DOKUMENT ŹRÓDŁOWY:
Home > Artykuł > Listopad 2022 > Najstarsze towarzystwo śpiewacze

Najstarsze towarzystwo śpiewacze

Z Wierą Cariną z Serbii, dyrygentką cerkiewnego chóru Panczewskiego Towarzystwa Śpiewaczego rozmawia Anna Radziukiewicz

Anna Radziukiewicz: – Wasze Towarzystwo i chór jednocześnie ma niezwykle długą i bogatą historię.

Wiera Carina: – Towarzystwo powstało w 1838 roku i od tego czasu przez 184 lata działa nieprzerwanie, zajmując jedno z najznakomitszych miejsc w muzycznej historii serbskiego narodu i jego kultury. Z Towarzystwem byli związani najlepsi serbscy dyrygenci i kompozytorzy. Historia naszego Towarzystwa i chóru jest dobrze udokumentowana. Na stulecie istnienia Towarzystwa dr Michowin Tomandl napisał w 1938 roku obszerną monografię o naszej organizacji. Dziś stanowi jeden z najważniejszych historycznych dokumentów dotyczących serbskiej kultury muzycznej. Na 175-lecie istnienia Towarzystwa powstał, w reżyserii Władimira Kajłowica, film „Poju Bogu mojemu”.

DOSTARCZONY MATERIAŁ:
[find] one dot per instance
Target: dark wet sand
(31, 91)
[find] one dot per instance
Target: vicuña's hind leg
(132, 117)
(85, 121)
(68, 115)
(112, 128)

POLECENIA DO WYKONANIA:
[1] Przepisz dokładnie fragment rozmowy o Panczewskim Towarzystwie Śpiewaczym, zaczynając od słów „Home > Artykuł” i ciągnąc aż po słowa „i bogatą historię.”.
[2] Kontynuuj rozmowę o Panczewskim Towarzystwie Śpiewaczym, zaczynając zaraz po jej ostatnim zdaniu.

OCZEKIWANE WYNIKI:
[1]
Home > Artykuł > Listopad 2022 > Najstarsze towarzystwo śpiewacze

Najstarsze towarzystwo śpiewacze

Z Wierą Cariną z Serbii, dyrygentką cerkiewnego chóru Panczewskiego Towarzystwa Śpiewaczego rozmawia Anna Radziukiewicz

Anna Radziukiewicz: – Wasze Towarzystwo i chór jednocześnie ma niezwykle długą i bogatą historię.

[2]
Sypały się na was ordery, nagrody, wyróżnienia…

– Trudno byłoby je wyliczyć. Wspomnę o najważniejszych – ordery świętego Sawy III i II stopnia, u nas najwyższa cerkiewna nagroda, Nagroda Miasta Panczewa, Order Teodora Wrszaczkoga, otrzymywaliśmy najwyższe nagrody na festiwalach duchownej muzyki w Serbii i za granicą – w Belgradzie, Niszu, w Grodnie na festiwalu „Kołoski błagowiest”. Koncertowaliśmy we Włoszech, Austrii, Rumunii, Polsce, Bułgarii, na Węgrzech…

Od kiedy jest Pani dyrygentem tego znakomitego chóru?

– Od 2000 roku.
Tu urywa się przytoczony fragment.